ENUNCIADO DE LA TAREA =>
Reproduce sin cambios el pasaje del fragmento sobre la secesión de Quebec que comienza en las palabras «El Tribunal Supremo» y concluye después de «del gobierno federal.».
━━━━━ FRAGMENTO DEL TEXTO
El Tribunal Supremo de Canadá empezó muy acertadamente su análisis recordando que: “Los derechos democráticos basados ​​en la Constitución no pueden disociarse de las obligaciones constitucionales”. Lo opuesto también es cierto: si hubiera una mayoría clara de ciudadanos quebequeses que no quisieran formar parte de Canadá, siempre y cuando se respetaran los derechos de las minorías, las demás provincias y el gobierno federal tendrían que respetar dicha voluntad separatista, dijo el Supremo canadiense. Por añadidura, el TS estipuló que la definición de lo que constituía una pregunta clara y una respuesta clara, así como los mecanismos de negociación que hubiese que definir después, correspondería al sentir político del gobierno federal.

En cuanto a la segunda pregunta, el Alto Tribunal de Canadá recordó que el derecho a la autodeterminación de los pueblos según el derecho internacional se reservaba a los pueblos colonizados y sojuzgados mientras que, en los demás supuestos, “los pueblos […] alcanzan […] la autodeterminación en el marco del Estado existente al que pertenecen”, mediante su participación política en los procesos periódicos electorales. Por ende, no existe un derecho de autodeterminación unilateral, aunque dice el TS que: “el éxito final de tal secesión dependería de su reconocimiento por parte de la comunidad internacional, la cual, al decidir si otorga tal reconocimiento, probablemente tomaría en consideración la legalidad y legitimidad de la secesión, particularmente con respecto a la conducta de Quebec y Canadá.”

Con fundamento a las respuestas del Tribunal, el gobierno federal canadiense promulgó poco después la llamada Ley de Claridad (Bill C-20), que se resume de la siguiente manera:

  • El Parlamento federal canadiense se adjudica la decisión y determinación sobre si el enunciado de una pregunta formulada durante un hipotético proceso de secesión tiene la claridad suficiente antes de ser sometida a votación, así como determina qué constituye una mayoría clara para aceptarse;
  • La independencia no podría ser aprobada de manera unilateral, sino que sus condiciones deberían ser negociadas por todos;
  • Como todo Canadá se vería afectado por la separación de una provincia, todas las provincias canadienses y representantes de las minorías deberían ser consultadas en las negociaciones.
  • Las provincias canadienses carecen de facultades para separarse de Canadá unilateralmente y que, por tanto, la separación de cualquier provincia haría preciso modificar la Constitución de Canadá y tener en cuenta la opinión de todos.
━━━━━━━━━━
━━━━━ MATERIAL EXTRAÍDO
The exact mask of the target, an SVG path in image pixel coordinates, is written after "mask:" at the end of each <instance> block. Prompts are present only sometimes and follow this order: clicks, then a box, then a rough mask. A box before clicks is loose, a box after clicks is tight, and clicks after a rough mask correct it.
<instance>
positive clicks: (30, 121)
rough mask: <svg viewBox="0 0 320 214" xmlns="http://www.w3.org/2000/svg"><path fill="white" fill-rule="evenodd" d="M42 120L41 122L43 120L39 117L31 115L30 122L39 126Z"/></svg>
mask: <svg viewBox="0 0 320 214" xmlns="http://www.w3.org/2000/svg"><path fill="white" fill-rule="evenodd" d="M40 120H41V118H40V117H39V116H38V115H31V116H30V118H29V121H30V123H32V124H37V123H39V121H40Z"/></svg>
━━━━━━━━━━
RESPUESTA ESCRITA =>
El Tribunal Supremo de Canadá empezó muy acertadamente su análisis recordando que: “Los derechos democráticos basados ​​en la Constitución no pueden disociarse de las obligaciones constitucionales”. Lo opuesto también es cierto: si hubiera una mayoría clara de ciudadanos quebequeses que no quisieran formar parte de Canadá, siempre y cuando se respetaran los derechos de las minorías, las demás provincias y el gobierno federal tendrían que respetar dicha voluntad separatista, dijo el Supremo canadiense. Por añadidura, el TS estipuló que la definición de lo que constituía una pregunta clara y una respuesta clara, así como los mecanismos de negociación que hubiese que definir después, correspondería al sentir político del gobierno federal.